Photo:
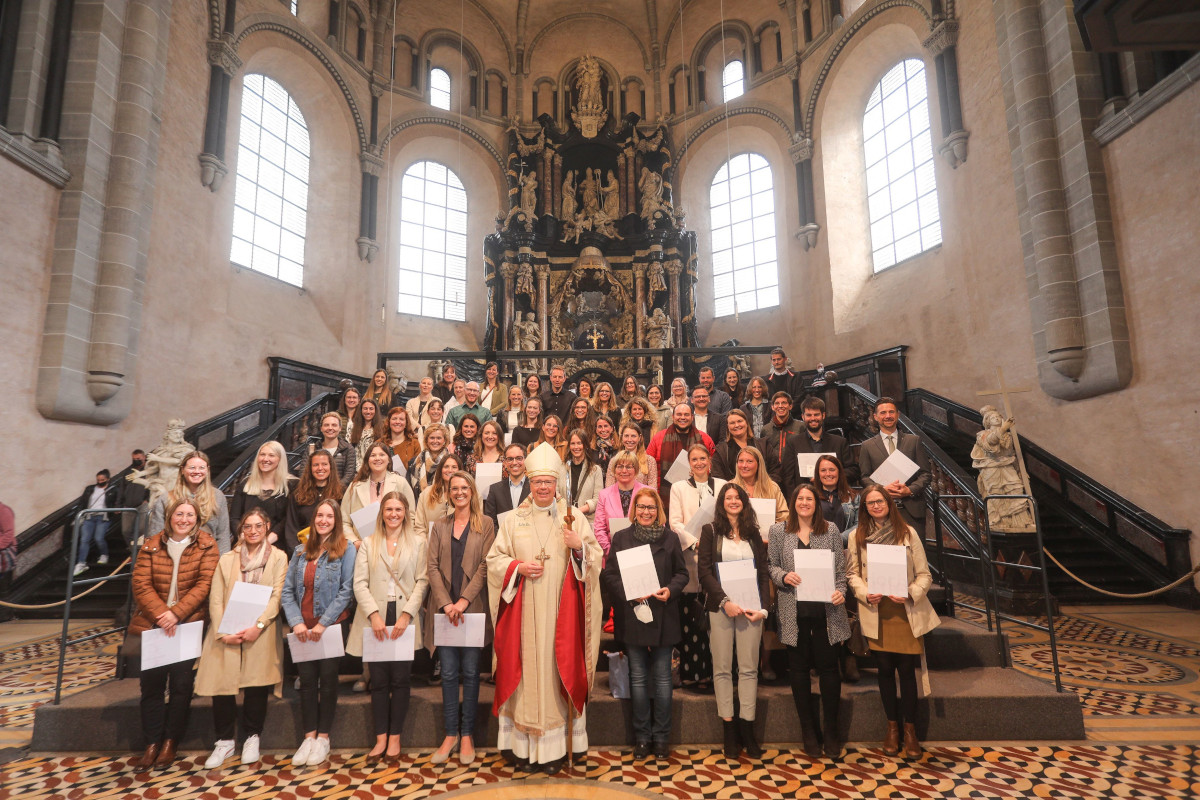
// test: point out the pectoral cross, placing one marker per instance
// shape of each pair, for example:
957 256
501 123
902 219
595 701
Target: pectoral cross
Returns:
1005 391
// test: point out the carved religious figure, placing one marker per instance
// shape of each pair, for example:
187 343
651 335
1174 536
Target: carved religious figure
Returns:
995 456
162 463
569 197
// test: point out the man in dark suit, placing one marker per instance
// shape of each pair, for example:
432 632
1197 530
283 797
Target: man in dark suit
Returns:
508 493
705 417
814 439
874 451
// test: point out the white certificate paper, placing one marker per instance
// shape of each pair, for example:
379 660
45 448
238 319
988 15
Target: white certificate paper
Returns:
399 649
887 570
397 465
247 601
330 645
159 649
739 581
765 509
467 633
815 569
808 464
679 469
487 475
898 467
637 572
364 519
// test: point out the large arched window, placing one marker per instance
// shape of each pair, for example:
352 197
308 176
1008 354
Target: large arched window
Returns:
901 192
439 88
271 188
732 80
745 271
432 242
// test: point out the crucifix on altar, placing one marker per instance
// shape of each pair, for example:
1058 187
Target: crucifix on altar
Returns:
997 456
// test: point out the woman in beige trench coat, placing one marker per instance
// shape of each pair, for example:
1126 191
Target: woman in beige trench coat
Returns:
250 661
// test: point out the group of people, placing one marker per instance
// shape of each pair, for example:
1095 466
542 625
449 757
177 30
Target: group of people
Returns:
585 476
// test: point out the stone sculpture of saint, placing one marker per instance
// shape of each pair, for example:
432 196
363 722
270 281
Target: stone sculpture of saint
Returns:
995 456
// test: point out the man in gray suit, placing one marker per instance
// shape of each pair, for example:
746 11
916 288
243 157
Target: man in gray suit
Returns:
874 451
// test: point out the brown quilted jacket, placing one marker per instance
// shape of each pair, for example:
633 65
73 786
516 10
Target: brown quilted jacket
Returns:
151 581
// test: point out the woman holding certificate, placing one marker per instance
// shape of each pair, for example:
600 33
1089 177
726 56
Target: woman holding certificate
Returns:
389 584
646 585
247 655
316 595
172 578
893 623
457 575
732 566
807 559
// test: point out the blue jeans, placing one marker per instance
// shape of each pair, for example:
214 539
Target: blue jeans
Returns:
93 528
460 663
647 665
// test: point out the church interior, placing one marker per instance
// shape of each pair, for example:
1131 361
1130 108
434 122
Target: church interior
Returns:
958 203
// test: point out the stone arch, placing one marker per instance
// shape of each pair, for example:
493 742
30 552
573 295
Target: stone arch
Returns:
586 14
847 34
289 29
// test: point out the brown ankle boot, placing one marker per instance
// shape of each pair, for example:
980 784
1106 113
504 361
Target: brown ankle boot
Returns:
148 758
911 745
892 740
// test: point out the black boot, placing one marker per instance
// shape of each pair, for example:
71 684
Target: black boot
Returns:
745 729
732 749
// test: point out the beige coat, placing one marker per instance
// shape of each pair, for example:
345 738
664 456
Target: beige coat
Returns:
922 617
358 495
226 668
371 573
474 573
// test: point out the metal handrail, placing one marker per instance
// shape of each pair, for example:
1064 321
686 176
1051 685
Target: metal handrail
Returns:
64 642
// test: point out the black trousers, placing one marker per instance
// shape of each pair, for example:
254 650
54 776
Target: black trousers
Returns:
903 666
163 719
813 649
390 687
253 710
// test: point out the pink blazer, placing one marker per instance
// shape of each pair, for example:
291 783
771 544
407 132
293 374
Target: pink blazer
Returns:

++++++++

Print the material above exactly, skipping its images.

* _WRITTEN RESPONSE_
Photo:
// test: point out the pectoral cross, placing one marker per instance
// shape of each pair, for example:
957 256
501 123
902 219
595 701
Target: pectoral cross
Returns:
1005 391
// test: point out the carved religious figure, placing one marker per instance
// shape of each pair, for example:
187 343
651 335
1174 536
Target: carved religious figure
Returns:
995 456
162 463
569 197
// test: point out the man in dark suit, placing one marker per instance
// shape of each pair, for example:
432 632
1197 530
283 797
Target: man in dark suit
Returns:
508 493
705 417
814 439
874 451
// test: point out the white certificate paper, placing one marker per instance
// shape of each pair, for example:
379 660
45 448
238 319
988 15
Target: white certificate paper
Returns:
399 649
887 570
397 465
247 601
330 645
159 649
739 581
765 509
467 633
815 569
808 464
679 469
487 475
898 467
637 572
364 519
// test: point out the large arched window, placing one marker per instance
// shape of each pair, for example:
352 197
308 176
1008 354
Target: large arched window
Returns:
901 192
439 88
271 188
732 80
745 271
432 242
// test: point out the crucifix on altar, placing one marker per instance
// shape of each pair, for example:
1058 187
Target: crucifix on altar
Returns:
997 456
// test: point out the woman in beige trench coat, placing one marker per instance
// shape of each pair, for example:
1126 191
Target: woman in beige trench coat
Returns:
250 661
// test: point out the group of people, placing one marker per instance
// shape of each pair, for example:
1095 466
542 625
449 757
177 30
Target: group of people
Returns:
585 476
// test: point out the stone sculpture of saint, placing one marker per instance
// shape of each pair, for example:
432 196
363 722
270 281
Target: stone sculpture of saint
Returns:
995 456
// test: point out the man in gray suit, placing one marker per instance
// shape of each pair, for example:
746 11
916 288
243 157
Target: man in gray suit
Returns:
874 451
// test: point out the brown quilted jacket, placing one marker per instance
// shape of each pair, for example:
633 65
73 786
516 10
Target: brown quilted jacket
Returns:
151 581
// test: point out the woman holding certificate, placing one marker per instance
// shape of each pair, for example:
600 33
1089 177
726 56
Target: woman holding certificate
Returns:
389 584
646 585
247 655
316 595
172 578
893 623
457 575
732 566
807 559
// test: point out the blue jeans, placing one marker per instance
// shape of each pair, for example:
214 539
Target: blue jeans
Returns:
93 528
460 663
647 665
// test: point out the church interior, placing one marker per instance
// shape of each pair, for example:
1131 361
1130 108
434 122
Target: church interior
Returns:
958 203
// test: point out the stone arch, placing one marker per instance
// shape of each pair, for example:
493 742
30 552
573 295
Target: stone arch
Returns:
586 14
847 34
289 29
// test: point out the brown ankle boot, placing one marker per instance
// shape of each pair, for example:
980 784
1106 113
504 361
Target: brown ankle boot
Returns:
148 758
911 745
892 740
// test: point out the black boot, placing one marker per instance
// shape of each pair, for example:
71 684
Target: black boot
Returns:
745 729
732 749
// test: point out the beige coat, placing one marker per instance
// shape of each pair, for example:
345 738
664 456
Target: beige coat
Returns:
922 617
358 495
226 668
371 573
474 573
// test: point out the metal handrail, placing one marker per instance
// shape of each pair, for example:
1064 321
686 176
1051 685
Target: metal handrail
Returns:
64 642
// test: point out the black trousers, placing one marker per instance
// shape of each pair, for example:
254 650
54 776
Target: black trousers
Returns:
903 666
163 719
813 649
390 687
253 710
// test: point out the pink blazer, placing one marker per instance
// shape of each pair, for example:
291 783
771 544
407 132
293 374
Target: pink blazer
Returns:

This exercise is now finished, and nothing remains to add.